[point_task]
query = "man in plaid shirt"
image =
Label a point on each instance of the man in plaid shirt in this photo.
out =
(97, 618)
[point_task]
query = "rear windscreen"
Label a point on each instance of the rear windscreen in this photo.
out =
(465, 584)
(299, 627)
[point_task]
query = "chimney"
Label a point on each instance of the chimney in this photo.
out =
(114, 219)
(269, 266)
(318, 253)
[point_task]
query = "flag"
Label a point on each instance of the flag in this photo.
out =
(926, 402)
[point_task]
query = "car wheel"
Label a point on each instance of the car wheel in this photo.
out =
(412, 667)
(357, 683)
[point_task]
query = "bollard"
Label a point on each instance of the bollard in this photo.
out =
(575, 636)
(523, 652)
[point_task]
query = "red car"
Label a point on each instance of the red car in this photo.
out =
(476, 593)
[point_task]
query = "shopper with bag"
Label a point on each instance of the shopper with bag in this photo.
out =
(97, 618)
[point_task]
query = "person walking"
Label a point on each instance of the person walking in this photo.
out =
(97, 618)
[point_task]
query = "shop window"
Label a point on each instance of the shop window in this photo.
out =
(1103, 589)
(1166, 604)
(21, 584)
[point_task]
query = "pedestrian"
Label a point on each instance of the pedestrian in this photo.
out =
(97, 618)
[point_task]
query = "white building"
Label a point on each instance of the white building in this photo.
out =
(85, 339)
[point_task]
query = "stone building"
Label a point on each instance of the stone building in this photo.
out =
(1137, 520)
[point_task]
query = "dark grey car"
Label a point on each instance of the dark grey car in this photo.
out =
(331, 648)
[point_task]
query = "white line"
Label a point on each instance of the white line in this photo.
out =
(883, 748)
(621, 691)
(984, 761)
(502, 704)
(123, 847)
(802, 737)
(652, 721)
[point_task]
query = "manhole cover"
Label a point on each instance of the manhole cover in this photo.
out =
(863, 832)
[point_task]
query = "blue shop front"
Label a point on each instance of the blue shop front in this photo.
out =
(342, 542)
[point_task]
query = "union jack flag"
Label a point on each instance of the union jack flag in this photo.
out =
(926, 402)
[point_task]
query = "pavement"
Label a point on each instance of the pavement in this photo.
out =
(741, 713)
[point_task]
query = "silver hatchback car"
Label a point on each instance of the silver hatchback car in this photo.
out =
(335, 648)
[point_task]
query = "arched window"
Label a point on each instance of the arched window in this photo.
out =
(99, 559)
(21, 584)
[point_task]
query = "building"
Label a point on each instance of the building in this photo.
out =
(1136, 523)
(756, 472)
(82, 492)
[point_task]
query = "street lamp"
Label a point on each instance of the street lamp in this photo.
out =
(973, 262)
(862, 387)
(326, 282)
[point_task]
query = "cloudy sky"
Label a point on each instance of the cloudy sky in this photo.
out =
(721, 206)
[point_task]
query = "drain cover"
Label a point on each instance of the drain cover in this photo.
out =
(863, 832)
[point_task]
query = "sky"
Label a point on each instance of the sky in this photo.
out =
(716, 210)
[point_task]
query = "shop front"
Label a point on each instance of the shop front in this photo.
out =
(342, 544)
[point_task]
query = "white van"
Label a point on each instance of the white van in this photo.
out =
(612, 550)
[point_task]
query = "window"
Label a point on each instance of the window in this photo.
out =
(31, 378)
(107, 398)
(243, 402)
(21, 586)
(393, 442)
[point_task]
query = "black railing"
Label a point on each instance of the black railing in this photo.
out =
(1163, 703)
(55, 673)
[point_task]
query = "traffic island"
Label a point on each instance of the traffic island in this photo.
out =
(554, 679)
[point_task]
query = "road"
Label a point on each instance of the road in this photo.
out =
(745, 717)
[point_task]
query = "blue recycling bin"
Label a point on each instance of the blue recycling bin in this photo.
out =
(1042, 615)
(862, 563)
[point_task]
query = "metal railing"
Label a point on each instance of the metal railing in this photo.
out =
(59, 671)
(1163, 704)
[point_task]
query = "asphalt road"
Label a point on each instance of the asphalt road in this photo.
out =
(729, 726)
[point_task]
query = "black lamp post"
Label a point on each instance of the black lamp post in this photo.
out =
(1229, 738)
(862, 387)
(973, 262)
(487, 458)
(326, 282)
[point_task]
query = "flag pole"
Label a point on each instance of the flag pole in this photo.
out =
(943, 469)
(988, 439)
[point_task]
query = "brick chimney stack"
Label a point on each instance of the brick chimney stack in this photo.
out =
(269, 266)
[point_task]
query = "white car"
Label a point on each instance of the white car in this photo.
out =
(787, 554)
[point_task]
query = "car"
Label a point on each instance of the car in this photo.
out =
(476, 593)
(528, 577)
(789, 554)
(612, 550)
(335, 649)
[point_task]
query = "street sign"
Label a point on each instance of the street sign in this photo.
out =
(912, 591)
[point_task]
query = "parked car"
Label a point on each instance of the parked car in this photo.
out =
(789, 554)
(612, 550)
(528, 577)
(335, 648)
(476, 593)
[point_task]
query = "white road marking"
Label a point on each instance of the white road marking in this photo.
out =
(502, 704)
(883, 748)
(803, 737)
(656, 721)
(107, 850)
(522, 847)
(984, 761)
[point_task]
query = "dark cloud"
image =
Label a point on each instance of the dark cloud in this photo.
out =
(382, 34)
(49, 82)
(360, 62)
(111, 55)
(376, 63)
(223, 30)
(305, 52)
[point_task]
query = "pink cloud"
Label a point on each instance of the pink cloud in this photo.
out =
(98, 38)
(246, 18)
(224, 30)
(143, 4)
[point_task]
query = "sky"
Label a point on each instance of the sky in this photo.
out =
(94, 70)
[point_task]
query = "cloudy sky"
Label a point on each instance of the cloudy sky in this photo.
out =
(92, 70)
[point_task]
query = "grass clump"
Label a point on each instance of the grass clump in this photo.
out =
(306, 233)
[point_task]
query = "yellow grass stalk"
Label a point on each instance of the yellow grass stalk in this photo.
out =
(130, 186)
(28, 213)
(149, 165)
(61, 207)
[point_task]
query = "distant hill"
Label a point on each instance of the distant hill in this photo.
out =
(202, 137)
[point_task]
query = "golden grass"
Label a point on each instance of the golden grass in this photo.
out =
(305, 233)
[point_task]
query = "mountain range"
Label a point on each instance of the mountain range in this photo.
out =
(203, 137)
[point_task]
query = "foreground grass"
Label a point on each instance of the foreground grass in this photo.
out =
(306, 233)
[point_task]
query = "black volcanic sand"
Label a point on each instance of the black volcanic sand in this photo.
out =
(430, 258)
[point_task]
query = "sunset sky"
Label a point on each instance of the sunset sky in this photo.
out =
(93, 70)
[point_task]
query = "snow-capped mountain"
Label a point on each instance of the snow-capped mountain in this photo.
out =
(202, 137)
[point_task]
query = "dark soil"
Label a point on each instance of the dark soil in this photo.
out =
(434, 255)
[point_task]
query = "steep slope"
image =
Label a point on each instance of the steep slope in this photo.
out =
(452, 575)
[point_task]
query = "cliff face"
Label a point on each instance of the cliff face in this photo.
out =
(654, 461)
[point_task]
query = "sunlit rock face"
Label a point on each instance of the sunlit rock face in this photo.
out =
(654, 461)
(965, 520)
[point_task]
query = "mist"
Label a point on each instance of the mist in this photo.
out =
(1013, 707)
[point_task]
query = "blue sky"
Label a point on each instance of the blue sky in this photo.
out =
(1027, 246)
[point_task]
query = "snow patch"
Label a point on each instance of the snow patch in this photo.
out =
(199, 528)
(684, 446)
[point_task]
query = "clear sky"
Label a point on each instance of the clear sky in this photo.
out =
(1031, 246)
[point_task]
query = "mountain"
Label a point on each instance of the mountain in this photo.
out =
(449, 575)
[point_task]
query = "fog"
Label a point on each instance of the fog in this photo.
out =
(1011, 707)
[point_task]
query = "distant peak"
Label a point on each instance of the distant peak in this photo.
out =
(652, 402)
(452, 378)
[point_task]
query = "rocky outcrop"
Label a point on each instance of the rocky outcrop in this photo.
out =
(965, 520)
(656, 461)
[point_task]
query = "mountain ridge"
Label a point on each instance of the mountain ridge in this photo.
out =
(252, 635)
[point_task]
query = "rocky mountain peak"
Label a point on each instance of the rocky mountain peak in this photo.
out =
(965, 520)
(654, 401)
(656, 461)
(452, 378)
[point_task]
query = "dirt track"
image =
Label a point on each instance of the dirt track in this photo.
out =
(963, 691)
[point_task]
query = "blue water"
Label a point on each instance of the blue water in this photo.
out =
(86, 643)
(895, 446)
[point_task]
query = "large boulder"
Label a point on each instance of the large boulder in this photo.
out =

What to work on
Pull out every line in the data above that contains the string "shopper". Case counts.

Task output
query = "shopper with bag"
Label a point on each instance of the shopper with bag in this photo.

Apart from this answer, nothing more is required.